TAREFAS DO EXERCÍCIO:
1/ Reproduza fielmente o trecho do texto sobre a tabela de frete mínimo que começa em "No texto, o" e segue até "Cade no documento.", inclusive.
2/ Dê prosseguimento ao texto sobre a tabela de frete mínimo a partir da última frase apresentada.

TEXTO FORNECIDO:
────────

No texto, o Cade lembra que o tabelamento de preço é uma infração econômica que já foi punida pelo próprio órgão de defesa da concorrência e cita como exemplo a condenação de tabela de preços de serviços médicos, de transporte de combustíveis e de agências de viagens.

Prejuízos para o consumidor
Ainda de acordo com o documento do Cade, o consumidor final acabará pagando pelo aumento de preço decorrente da medida.

“No presente caso, a posição desta entidade é que o tabelamento, com o estabelecimento de preços mínimos, não apresenta benefícios ao adequado funcionamento do mercado e ao consumidor final, que arcará com os aumentos de preço decorrentes de tal medida”, afirmou o Cade no documento.

A criação da tabela de frete mínimo foi autorizada por medida provisória, publicada pelo governo federal.

Riscos para o mercado
Segundo o Cade, o estabelecimento de um preço fixo também coloca em risco os incentivos à inovação de mercado e tende a desestimular os competidores a desenvolverem serviços mais eficientes.

O tabelamento também pode levar a queda de qualidade do serviço e criar um desvio de demanda.

“Geram no horizonte de longo prazo o risco de enfraquecimento do próprio mercado relevante daquele produto/serviço pela perda de interesse dos consumidores em dele se utilizar”, disse o Cade.

────────

LINHAS FORNECIDAS:
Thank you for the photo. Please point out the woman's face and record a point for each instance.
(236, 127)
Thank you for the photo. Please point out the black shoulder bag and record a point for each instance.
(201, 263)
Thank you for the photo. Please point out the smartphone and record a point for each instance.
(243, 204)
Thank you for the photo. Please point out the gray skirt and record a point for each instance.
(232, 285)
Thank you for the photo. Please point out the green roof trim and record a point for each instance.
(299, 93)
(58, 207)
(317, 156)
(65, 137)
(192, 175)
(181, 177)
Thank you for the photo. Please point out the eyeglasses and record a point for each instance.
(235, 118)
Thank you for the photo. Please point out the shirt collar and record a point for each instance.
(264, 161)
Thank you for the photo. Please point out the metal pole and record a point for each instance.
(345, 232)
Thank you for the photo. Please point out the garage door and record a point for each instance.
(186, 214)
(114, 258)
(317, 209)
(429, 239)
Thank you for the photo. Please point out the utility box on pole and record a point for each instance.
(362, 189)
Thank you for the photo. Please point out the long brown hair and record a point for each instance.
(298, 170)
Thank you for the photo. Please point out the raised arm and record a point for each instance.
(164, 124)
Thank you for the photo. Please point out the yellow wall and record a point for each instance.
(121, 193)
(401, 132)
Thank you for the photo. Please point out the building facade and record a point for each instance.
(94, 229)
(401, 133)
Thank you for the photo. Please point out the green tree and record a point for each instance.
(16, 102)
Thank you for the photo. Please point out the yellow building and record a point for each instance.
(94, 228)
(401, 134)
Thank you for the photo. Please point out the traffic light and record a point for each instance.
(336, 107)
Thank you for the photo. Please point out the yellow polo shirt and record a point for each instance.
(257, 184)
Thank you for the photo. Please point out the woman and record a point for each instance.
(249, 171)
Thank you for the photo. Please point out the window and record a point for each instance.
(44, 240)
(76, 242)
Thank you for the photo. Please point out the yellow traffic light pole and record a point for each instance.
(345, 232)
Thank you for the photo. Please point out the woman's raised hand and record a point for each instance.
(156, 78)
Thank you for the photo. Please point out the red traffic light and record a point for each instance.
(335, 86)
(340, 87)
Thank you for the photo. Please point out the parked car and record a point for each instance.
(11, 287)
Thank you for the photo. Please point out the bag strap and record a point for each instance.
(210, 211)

────────

RESPOSTAS DADAS:
1/
No texto, o Cade lembra que o tabelamento de preço é uma infração econômica que já foi punida pelo próprio órgão de defesa da concorrência e cita como exemplo a condenação de tabela de preços de serviços médicos, de transporte de combustíveis e de agências de viagens.

Prejuízos para o consumidor
Ainda de acordo com o documento do Cade, o consumidor final acabará pagando pelo aumento de preço decorrente da medida.

“No presente caso, a posição desta entidade é que o tabelamento, com o estabelecimento de preços mínimos, não apresenta benefícios ao adequado funcionamento do mercado e ao consumidor final, que arcará com os aumentos de preço decorrentes de tal medida”, afirmou o Cade no documento.

2/
O documento levantou ainda o risco que o tabelamento representa para os próprios caminhoneiros.

“Seja porque se aumenta o risco de o cliente decidir internalizar o serviço de frete, a depender dos custos mínimos impostos via tabela, seja porque se cria a possibilidade de, em um cenário com excesso de oferta, parte dos caminhoneiros decidir, por sua própria vontade, não seguir a tabela, criando distorções de competitividade dentro da própria classe de transportadores, em que os cumpridores da norma irão perder competitividade”, disse o Cade.

Contraponto
Já a Agência Nacional de Transportes Terrestres (ANTT) defende a validade da medida provisória que tabelou o preço mínimo do frete.

A agência também se manifestou em parecer enviado ao Supremo Tribunal Federal, na mesma ação que discute o tabelamento do preço do transporte de cargas.

O argumento é o mesmo que a Presidência da República utilizou: que o princípio do livre mercado não é absoluto e que é preciso priorizar a dignidade da pessoa humana – ou seja, é mais importante assegurar que o caminhoneiro terá os custos cobertos.

Segundo a ANTT, a intervenção do estado, como ocorreu que o tabelamento, é permitida para atender os interesses coletivos.

“Ao se fixar o mínimo se está garantindo uma política de preços de mercado que não sejam subestimados, como vinha ocorrendo até então. (…) Intervenção do estado no domínio econômico será permitida quando necessária aos imperativos da segurança nacional ou diante da presença do relegante interesse coletivo”, diz o documento.

Para a agência, caso a medida seja suspensa, o “caos” voltará ao país. “Conceder a tutela pleiteada neste momento, seja para suspender a eficácia da MP ou da resolução da ANTT (…) lançará o país no mesmo caos em que se encontrava dias atrás”, argumentou a agência.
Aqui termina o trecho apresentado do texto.